Text to read:
[Begin]

The present invention relates to a construction method, and the technical field of producing a beam/slab on site utilizing compound concrete containing demolished concrete blocks, in particular, a construction method for producing a beam/slab made of compound concrete containing demolished concrete blocks.

BACKGROUND

Compound concrete is a mixture of coarsely-crushed concrete blocks and fresh concrete. The coarsely-crushed concrete blocks come from demolished buildings, and eventually have preferred size after a series of processing, e.g. breaking, screening and purifying process. This is a new technology in response to the environmental protection requirement in the country, developing green construction industry and realizing energy saving. However, it still faces difficulties as to how to use this technology effectively in practice.

In current engineering practice, a spacing between two adjacent stirrups in beams or two adjacent rebars in slabs is typically within 300 mm, but the demolished concrete block has a large size ranging from, say, 150 to 300 mm. These coarsely-crushed demolished concrete blocks thus cannot be placed into the rebar cage, particularly in regions with congested reinforcement. Owing to this, such technology has difficulty to be further applied. Alternatively, a conventional method can be used, that is, assembling bottom rebars into a cage first, then placing coarsely-crushed concrete blocks into the cage, followed by assembling top rebars eventually to close the cage. This construction method has a long construction period onsite, costing more time and labour.

Therefore, there is a need to have a construction method for producing beam/slab made of the compound concrete, the method can utilize the demolished concrete blocks, and is more simple, fast and reliable without any impact on the reinforcement configuration and force-carrying mechanism.

THE SUMMARY OF THE INVENTION

There will be providing a construction method for producing beam/slab made of compound concrete containing demolished concrete blocks, the method is safe, flexible and effective, and solves the current problems, e.g. difficulty of placing coarsely-crushed concrete blocks into the cage and long working period.

[End]

Jobs:
1. Using the compound concrete passage, explain in one to three sentences why coarsely-crushed demolished concrete blocks cannot be placed into the rebar cage.
2. Please summarize the compound concrete passage in exactly two sentences.
3. List every quality that the summary section of the compound concrete passage attributes to the invented construction method.

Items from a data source
[Begin]

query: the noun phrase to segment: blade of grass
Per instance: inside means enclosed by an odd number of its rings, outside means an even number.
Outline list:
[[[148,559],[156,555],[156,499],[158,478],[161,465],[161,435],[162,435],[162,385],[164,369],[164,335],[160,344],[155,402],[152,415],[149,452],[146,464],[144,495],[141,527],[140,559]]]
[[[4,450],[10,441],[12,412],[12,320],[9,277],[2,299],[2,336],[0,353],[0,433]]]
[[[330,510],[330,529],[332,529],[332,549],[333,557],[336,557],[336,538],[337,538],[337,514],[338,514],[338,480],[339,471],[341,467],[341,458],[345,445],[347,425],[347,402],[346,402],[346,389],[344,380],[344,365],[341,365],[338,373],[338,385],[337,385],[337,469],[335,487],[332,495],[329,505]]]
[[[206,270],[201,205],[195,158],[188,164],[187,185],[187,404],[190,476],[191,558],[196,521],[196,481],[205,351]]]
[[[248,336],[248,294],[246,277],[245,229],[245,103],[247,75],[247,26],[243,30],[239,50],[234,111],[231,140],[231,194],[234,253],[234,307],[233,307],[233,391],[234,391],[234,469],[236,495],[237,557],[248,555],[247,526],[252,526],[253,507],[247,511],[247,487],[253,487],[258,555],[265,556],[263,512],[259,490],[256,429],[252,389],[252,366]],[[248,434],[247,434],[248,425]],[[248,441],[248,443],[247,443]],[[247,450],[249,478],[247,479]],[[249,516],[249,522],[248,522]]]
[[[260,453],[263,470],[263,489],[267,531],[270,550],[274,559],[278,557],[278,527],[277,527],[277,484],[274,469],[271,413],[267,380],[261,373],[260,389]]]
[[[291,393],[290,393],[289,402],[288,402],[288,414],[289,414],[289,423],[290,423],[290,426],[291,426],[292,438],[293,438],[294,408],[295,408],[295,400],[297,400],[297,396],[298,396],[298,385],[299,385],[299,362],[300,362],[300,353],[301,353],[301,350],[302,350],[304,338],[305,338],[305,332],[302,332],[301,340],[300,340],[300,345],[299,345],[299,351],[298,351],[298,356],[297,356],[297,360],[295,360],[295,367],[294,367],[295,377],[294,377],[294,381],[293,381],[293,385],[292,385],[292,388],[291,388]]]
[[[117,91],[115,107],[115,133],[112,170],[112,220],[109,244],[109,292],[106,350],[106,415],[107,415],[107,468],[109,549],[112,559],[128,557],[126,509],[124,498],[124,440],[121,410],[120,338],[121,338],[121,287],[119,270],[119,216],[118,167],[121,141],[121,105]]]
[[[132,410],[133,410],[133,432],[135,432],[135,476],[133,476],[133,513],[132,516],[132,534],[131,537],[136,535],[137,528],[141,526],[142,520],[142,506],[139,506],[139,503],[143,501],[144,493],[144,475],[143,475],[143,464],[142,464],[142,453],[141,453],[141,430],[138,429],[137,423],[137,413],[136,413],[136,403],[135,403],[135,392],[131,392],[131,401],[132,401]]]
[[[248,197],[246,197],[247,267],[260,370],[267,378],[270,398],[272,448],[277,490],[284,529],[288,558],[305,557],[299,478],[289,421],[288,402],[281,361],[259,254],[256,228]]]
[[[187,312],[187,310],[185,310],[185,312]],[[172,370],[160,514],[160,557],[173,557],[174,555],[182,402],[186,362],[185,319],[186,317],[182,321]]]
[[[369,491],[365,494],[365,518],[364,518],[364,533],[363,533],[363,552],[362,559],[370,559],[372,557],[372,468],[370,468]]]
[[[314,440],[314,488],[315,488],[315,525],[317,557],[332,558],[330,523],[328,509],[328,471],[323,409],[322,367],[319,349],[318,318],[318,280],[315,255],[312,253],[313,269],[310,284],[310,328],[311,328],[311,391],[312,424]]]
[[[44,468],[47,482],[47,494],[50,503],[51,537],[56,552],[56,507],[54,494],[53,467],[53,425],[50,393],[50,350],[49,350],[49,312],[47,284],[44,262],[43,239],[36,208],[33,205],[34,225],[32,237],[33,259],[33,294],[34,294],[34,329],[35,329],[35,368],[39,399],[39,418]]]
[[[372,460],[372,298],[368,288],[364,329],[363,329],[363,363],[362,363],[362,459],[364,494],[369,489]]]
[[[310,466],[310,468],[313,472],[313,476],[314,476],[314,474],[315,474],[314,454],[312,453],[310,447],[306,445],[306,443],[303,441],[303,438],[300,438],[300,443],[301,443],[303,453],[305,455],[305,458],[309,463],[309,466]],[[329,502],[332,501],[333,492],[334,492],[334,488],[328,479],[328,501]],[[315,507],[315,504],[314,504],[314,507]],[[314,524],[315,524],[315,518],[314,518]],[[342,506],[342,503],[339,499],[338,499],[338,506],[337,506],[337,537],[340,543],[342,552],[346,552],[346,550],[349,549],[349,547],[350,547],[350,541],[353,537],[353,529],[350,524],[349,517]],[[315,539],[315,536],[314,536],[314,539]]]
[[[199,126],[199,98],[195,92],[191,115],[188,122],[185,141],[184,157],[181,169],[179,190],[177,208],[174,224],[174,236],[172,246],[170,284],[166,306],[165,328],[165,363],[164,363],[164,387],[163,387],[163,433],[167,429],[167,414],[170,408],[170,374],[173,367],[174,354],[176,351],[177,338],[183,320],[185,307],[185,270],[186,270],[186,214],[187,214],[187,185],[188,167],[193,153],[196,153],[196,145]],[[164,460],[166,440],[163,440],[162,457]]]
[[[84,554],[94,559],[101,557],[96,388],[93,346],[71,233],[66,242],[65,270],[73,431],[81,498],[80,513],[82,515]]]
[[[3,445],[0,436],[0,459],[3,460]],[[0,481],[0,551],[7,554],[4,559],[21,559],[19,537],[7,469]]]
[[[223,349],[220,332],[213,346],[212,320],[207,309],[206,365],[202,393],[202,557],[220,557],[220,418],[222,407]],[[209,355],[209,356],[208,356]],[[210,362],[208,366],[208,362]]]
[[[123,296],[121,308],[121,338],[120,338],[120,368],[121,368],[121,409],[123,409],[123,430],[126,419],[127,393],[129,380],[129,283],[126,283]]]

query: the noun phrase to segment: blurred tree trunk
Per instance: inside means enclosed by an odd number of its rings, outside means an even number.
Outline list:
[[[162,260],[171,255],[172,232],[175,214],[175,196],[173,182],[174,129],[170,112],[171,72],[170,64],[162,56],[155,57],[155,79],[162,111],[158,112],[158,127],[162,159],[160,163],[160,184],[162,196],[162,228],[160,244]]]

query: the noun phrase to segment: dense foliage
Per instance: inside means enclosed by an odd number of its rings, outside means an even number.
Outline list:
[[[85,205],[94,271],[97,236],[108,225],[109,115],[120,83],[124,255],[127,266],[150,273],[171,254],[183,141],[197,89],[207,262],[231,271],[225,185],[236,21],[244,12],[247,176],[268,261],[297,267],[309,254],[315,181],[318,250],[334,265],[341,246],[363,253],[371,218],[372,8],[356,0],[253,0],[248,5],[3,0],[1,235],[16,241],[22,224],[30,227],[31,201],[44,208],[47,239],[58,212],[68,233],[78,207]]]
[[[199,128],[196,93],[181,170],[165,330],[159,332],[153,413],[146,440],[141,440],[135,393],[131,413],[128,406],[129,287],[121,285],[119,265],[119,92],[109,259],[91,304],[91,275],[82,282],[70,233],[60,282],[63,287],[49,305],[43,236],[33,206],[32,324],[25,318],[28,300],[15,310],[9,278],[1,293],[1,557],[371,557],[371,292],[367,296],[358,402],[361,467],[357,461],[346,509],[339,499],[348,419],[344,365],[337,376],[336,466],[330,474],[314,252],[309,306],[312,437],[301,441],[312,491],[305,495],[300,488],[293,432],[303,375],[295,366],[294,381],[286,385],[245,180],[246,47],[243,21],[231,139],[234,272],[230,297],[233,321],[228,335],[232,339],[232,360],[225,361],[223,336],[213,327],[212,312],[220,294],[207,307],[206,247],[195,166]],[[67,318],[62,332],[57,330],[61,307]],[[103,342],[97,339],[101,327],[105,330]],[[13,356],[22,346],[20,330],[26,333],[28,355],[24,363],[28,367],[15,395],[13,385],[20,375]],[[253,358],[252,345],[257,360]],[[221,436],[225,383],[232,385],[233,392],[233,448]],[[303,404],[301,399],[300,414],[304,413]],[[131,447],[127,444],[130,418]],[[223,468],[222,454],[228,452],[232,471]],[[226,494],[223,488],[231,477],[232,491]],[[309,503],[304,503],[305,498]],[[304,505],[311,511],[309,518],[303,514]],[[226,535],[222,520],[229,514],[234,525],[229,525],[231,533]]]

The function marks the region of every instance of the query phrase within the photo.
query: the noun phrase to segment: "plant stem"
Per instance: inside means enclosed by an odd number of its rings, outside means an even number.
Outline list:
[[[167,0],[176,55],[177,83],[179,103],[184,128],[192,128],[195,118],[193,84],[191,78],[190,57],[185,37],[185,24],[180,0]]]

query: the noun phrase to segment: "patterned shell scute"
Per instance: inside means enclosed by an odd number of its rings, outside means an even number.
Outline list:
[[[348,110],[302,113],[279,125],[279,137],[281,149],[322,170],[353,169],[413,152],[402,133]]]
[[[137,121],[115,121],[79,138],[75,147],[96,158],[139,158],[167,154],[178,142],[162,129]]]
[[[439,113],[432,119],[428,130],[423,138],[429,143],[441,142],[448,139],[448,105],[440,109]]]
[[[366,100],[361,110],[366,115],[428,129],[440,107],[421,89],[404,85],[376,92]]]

[End]

Solved problems:
1. The spacing between adjacent stirrups in beams or adjacent rebars in slabs is typically within 300 mm, while the demolished concrete blocks are large, ranging from about 150 to 300 mm. Because of this, the blocks cannot be placed into the cage, particularly where reinforcement is congested.

2. Compound concrete mixes fresh concrete with processed blocks from demolished buildings, but the blocks are often too large to fit between closely spaced rebars, and the conventional workaround of building the cage around them takes more time and labor. The invention provides a construction method for beams and slabs made of this material that is safe, flexible and effective and that solves both the placement problem and the long working period.

3.
- Safe
- Flexible
- Effective